TRAVAIL À FAIRE:
**A.** D'après le texte sur l'Empire britannique, combien de rebelles ont été tués lors de la répression de la révolte des Mau Mau au Kenya ?
**B.** Poursuivez le texte sur l'Empire britannique après sa dernière phrase.

***** TEXTE FOURNI

Samedi 6 mai, toute la pompe de la monarchie britannique se déploiera pour le couronnement de Charles III à l’abbaye de Westminster. Il deviendra alors le quarantième souverain à recevoir l’onction dans cette église depuis 1066. A travers ces traditions royales, le Royaume-Uni célèbre notamment son passé.
Le pragmatisme ambiant rend le pays étranger aux querelles historiques qui embrasent régulièrement la France. Pourtant, depuis le référendum sur le Brexit en 2016, les choses ont changé, particulièrement en Angleterre, où s’est jouée la sortie de l’Union européenne (UE). Son vote « leave » a fait pencher la balance, car elle pèse bien plus lourd démographiquement que les autres nations du Royaume-Uni (Ecosse, Pays de Galles, Irlande du Nord). Les brexiters rêvaient de voir le pays retrouver son statut d’exception, en quittant une communauté d’égaux au sein de l’UE. Depuis, l’Angleterre est aux prises avec une polémique tenace sur l’Empire britannique sur qui, décidément, le soleil ne se couche pas : un jour sans fin s’abat sur ce passé qui ne passe pas.
Un empire de plus de quatre cent ans d’histoire
Par son ampleur, l’entreprise coloniale a profondément marqué le pays. Son histoire débute au XVIIe siècle et s’étend sur quatre cents ans. A son sommet, dans les années 1920, il formait le plus grand empire de l’histoire. Après la seconde guerre mondiale, il s’est lentement désagrégé, mais non sans résistance. Winston Churchill, héros de la victoire face au nazisme, a présidé en tant que premier ministre à la dure répression de la révolte des Mau Mau au Kenya (1952-1956) : 11 000 rebelles ont alors été tués.
L’attention se concentre aujourd’hui sur l’esclavage. Près de 12,5 millions d’Africains ont été enlevés pour servir d’esclaves en Amérique, un quart d’entre eux ont fait la traversée sur des navires britanniques, d’après la Trans-Atlantic Slave Trade Database (plus de 1,3 million de captifs ont été embarqués sur des bateaux sous pavillon français). L’Empire a toutefois aboli (progressivement) l’esclavage en 1833, soit quinze ans avant la France.

**********
***** DONNÉES FOURNIES

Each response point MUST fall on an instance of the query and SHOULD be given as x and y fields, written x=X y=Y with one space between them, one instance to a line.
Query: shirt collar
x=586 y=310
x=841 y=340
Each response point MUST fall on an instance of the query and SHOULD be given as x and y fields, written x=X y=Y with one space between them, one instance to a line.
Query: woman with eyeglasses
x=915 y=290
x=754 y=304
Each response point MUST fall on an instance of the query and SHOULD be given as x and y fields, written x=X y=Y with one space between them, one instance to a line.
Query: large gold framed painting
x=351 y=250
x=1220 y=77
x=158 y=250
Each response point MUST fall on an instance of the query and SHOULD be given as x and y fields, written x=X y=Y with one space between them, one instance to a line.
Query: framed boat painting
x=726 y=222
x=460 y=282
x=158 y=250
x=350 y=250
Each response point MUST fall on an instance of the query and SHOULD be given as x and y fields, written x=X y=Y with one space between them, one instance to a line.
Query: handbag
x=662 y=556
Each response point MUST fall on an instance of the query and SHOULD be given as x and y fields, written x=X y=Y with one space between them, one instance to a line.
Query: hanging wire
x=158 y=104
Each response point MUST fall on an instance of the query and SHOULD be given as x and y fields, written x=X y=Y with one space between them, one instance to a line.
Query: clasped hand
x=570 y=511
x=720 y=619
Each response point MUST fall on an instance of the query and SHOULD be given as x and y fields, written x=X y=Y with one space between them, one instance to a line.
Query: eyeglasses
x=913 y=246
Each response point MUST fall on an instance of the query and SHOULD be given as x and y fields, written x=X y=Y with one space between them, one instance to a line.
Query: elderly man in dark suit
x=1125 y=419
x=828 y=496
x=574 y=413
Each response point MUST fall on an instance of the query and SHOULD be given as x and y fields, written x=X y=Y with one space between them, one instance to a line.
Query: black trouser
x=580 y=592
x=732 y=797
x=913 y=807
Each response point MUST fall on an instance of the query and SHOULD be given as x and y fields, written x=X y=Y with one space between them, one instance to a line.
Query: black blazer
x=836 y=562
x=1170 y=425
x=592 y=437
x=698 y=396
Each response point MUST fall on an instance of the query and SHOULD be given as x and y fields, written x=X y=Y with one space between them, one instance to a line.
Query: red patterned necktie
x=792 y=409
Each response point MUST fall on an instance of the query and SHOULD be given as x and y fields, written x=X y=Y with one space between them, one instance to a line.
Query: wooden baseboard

**********

RÉSULTATS OBTENUS:
**A.** 11 000 rebelles ont été tués.

**B.**
Plus que tout autre, l’ancien premier ministre Boris Johnson a remis en circulation le « roman impérial » : la puissance passée attesterait de la haute destinée à laquelle le pays serait appelé. En 2020, alors qu’il était encore au 10 Downing Street, Boris Johnson affirmait qu’il fallait en finir avec « notre gêne embarrassante à propos de notre histoire ».
Il se portait alors à la défense de l’hymne impérial Rule, Britannia ! qui continue d’être chanté en clôture des Proms, une série de concerts londoniens, l’une des manifestations culturelles les plus importantes de l’été dans la capitale britannique. Cette chanson datant du XVIIIe siècle présente les Britanniques comme un peuple choisi parmi les nations qui ne se laissera pas réduire en esclavage et à qui, donc, il revient de conquérir le monde grâce à sa maîtrise de la mer.
Vague à l’âme post-Brexit
En 2018, M. Johnson expliquait que le Brexit devait permettre de retrouver « le dynamisme de ces victoriens barbus » et « d’investir le monde d’une façon qui avait peut-être été oubliée depuis quarante-cinq ans ». En 2016, il avait été chaudement applaudi par les membres du Parti conservateur lorsque, au détour d’un discours, il s’était félicité du fait que « ce pays a dirigé l’invasion ou la conquête de 178 nations ».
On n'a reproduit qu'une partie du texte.